---- EXTRACTED RECORDS

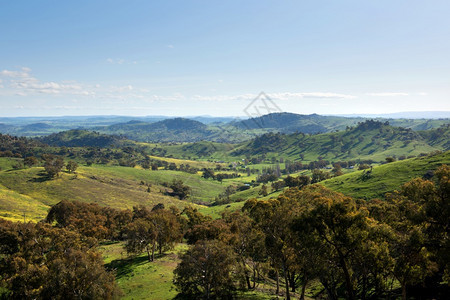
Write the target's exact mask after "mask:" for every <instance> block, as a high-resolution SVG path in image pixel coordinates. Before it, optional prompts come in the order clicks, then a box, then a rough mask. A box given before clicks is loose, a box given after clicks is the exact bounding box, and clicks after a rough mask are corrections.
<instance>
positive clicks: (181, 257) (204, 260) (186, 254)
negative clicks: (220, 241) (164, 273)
mask: <svg viewBox="0 0 450 300" xmlns="http://www.w3.org/2000/svg"><path fill="white" fill-rule="evenodd" d="M235 268H236V259H235V254H234V252H233V250H232V249H231V247H230V246H228V245H226V244H224V243H222V242H219V241H217V240H212V241H199V242H198V243H196V244H195V245H194V246H192V247H191V248H190V249H189V250H188V251H187V252H186V253H185V254H183V255H182V256H181V262H180V263H179V264H178V266H177V267H176V269H175V271H174V284H175V286H176V287H177V289H178V290H179V291H180V292H181V294H183V295H185V296H187V297H189V298H190V299H199V298H203V299H229V298H231V295H232V293H233V291H234V290H235V289H236V287H235V286H234V281H233V271H234V269H235Z"/></svg>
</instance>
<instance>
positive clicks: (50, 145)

--------

All the records above must be retyped exactly, except for their pictures.

ANSWER SECTION:
Write the target's exact mask after "mask:" for every <instance> block, as a high-resolution SVG path in image pixel coordinates. Before it, optional prompts come in the order clicks, then a box, then a rough mask. A box given before clicks is loose, a box given after clicks is the exact bounding box, and clicks after a rough mask are corrections.
<instance>
positive clicks: (181, 257) (204, 260) (186, 254)
negative clicks: (220, 241) (164, 273)
mask: <svg viewBox="0 0 450 300" xmlns="http://www.w3.org/2000/svg"><path fill="white" fill-rule="evenodd" d="M235 268H236V259H235V254H234V252H233V250H232V249H231V247H230V246H228V245H226V244H224V243H222V242H219V241H217V240H212V241H199V242H198V243H196V244H195V245H194V246H192V247H191V248H190V249H189V250H188V251H187V252H186V253H185V254H183V255H182V256H181V262H180V263H179V264H178V266H177V267H176V269H175V271H174V284H175V286H176V287H177V289H178V290H179V291H180V292H181V294H183V295H185V296H187V297H189V298H190V299H199V298H203V299H229V298H231V295H232V293H233V291H234V290H235V289H236V287H235V286H234V281H233V271H234V269H235Z"/></svg>
</instance>
<instance>
positive clicks: (50, 145)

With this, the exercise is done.